> _EXERCISE PROMPT_
Lift out, unaltered, the lines of the material below between the line holding "286L739 243L716 240L719" and the line holding "427L1110 432L1111 442L1123", counting both.

───── DATA LISTING ─────

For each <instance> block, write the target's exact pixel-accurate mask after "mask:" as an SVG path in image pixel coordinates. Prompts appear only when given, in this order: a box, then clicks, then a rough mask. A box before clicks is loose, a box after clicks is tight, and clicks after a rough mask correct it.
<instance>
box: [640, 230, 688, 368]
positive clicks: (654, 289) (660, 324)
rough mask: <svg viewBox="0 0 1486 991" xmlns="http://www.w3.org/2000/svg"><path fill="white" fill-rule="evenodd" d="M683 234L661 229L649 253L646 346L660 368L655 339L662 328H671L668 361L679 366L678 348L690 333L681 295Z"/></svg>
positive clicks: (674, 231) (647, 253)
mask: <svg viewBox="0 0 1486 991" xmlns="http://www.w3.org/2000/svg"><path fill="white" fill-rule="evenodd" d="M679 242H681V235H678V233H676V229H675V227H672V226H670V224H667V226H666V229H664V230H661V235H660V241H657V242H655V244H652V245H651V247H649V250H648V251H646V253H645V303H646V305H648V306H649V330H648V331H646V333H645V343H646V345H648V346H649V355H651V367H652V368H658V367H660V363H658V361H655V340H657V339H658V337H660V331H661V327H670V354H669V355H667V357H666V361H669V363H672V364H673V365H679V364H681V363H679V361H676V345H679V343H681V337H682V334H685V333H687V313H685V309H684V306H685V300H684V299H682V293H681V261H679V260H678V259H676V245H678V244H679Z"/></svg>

─────
───── DATA LISTING ─────

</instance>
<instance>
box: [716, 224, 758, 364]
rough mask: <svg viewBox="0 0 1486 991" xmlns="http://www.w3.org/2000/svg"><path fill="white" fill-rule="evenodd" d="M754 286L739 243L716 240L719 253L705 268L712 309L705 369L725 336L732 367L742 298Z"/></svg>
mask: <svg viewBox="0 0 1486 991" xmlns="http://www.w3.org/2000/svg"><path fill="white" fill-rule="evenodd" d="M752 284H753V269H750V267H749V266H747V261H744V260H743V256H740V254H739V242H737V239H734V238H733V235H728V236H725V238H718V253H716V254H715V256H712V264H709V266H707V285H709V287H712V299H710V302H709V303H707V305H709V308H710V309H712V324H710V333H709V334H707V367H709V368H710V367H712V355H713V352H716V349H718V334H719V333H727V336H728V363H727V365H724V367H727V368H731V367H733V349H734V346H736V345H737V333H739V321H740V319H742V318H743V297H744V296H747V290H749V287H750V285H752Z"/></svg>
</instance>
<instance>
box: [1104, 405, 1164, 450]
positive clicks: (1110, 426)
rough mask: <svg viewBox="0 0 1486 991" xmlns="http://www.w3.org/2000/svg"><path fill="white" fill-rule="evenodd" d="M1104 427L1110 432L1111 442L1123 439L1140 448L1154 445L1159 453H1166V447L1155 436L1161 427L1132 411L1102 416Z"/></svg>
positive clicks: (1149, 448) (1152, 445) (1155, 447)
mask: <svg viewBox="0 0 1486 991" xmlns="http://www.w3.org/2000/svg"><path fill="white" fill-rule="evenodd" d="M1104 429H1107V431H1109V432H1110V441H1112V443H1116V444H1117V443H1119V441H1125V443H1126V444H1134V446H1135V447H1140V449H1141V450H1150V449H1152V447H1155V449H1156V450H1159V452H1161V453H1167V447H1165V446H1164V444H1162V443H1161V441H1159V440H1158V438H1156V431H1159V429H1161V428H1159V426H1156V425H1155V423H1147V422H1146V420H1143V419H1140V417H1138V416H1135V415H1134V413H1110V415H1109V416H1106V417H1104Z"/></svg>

─────
───── DATA LISTING ─────

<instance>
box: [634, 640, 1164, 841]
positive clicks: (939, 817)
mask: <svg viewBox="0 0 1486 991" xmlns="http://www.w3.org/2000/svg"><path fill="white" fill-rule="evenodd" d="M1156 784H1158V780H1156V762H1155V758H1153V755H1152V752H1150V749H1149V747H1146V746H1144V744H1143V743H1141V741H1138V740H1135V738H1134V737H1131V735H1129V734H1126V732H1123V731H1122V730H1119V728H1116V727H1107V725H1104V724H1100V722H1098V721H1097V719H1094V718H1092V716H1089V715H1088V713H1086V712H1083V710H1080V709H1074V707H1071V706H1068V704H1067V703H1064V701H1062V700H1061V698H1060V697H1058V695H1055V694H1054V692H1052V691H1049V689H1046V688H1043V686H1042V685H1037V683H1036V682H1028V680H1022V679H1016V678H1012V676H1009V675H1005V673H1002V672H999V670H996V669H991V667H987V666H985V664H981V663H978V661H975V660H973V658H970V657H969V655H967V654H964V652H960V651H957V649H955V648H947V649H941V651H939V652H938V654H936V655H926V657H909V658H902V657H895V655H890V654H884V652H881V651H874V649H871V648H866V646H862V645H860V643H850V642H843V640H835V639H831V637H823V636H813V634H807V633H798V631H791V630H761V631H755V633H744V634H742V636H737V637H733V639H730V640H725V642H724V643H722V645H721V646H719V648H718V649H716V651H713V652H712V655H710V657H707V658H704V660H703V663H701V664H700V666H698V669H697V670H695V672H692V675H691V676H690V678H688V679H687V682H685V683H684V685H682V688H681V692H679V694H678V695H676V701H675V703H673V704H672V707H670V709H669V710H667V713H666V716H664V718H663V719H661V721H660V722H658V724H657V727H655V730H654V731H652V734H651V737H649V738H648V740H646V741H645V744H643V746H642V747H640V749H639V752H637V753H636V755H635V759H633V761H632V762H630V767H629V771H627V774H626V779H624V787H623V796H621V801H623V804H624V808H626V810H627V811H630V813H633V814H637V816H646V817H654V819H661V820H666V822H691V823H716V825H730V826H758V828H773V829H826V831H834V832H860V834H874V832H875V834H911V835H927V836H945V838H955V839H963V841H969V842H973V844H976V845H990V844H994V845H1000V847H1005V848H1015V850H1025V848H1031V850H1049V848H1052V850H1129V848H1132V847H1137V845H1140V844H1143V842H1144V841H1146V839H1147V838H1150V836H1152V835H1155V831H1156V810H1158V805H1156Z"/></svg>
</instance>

─────

> _PROBLEM SOLUTION_
rough mask: <svg viewBox="0 0 1486 991" xmlns="http://www.w3.org/2000/svg"><path fill="white" fill-rule="evenodd" d="M754 286L739 243L716 240L719 253L705 268L712 309L705 369L725 336L732 367L742 298Z"/></svg>
mask: <svg viewBox="0 0 1486 991" xmlns="http://www.w3.org/2000/svg"><path fill="white" fill-rule="evenodd" d="M752 284H753V269H750V267H749V266H747V261H744V260H743V256H740V254H739V242H737V239H734V238H733V235H728V236H725V238H718V253H716V254H715V256H712V264H709V266H707V285H709V287H712V299H710V302H709V303H707V305H709V308H710V309H712V324H710V333H709V334H707V367H709V368H710V367H712V355H713V352H716V349H718V334H719V333H727V336H728V363H727V365H724V367H727V368H731V367H733V349H734V346H736V345H737V333H739V321H740V319H742V318H743V297H744V296H747V290H749V287H750V285H752Z"/></svg>
</instance>
<instance>
box: [1104, 405, 1164, 450]
positive clicks: (1110, 426)
rough mask: <svg viewBox="0 0 1486 991" xmlns="http://www.w3.org/2000/svg"><path fill="white" fill-rule="evenodd" d="M1104 427L1110 432L1111 442L1123 439L1140 448L1154 445L1159 453H1166V447L1155 436L1161 427L1132 411L1102 416Z"/></svg>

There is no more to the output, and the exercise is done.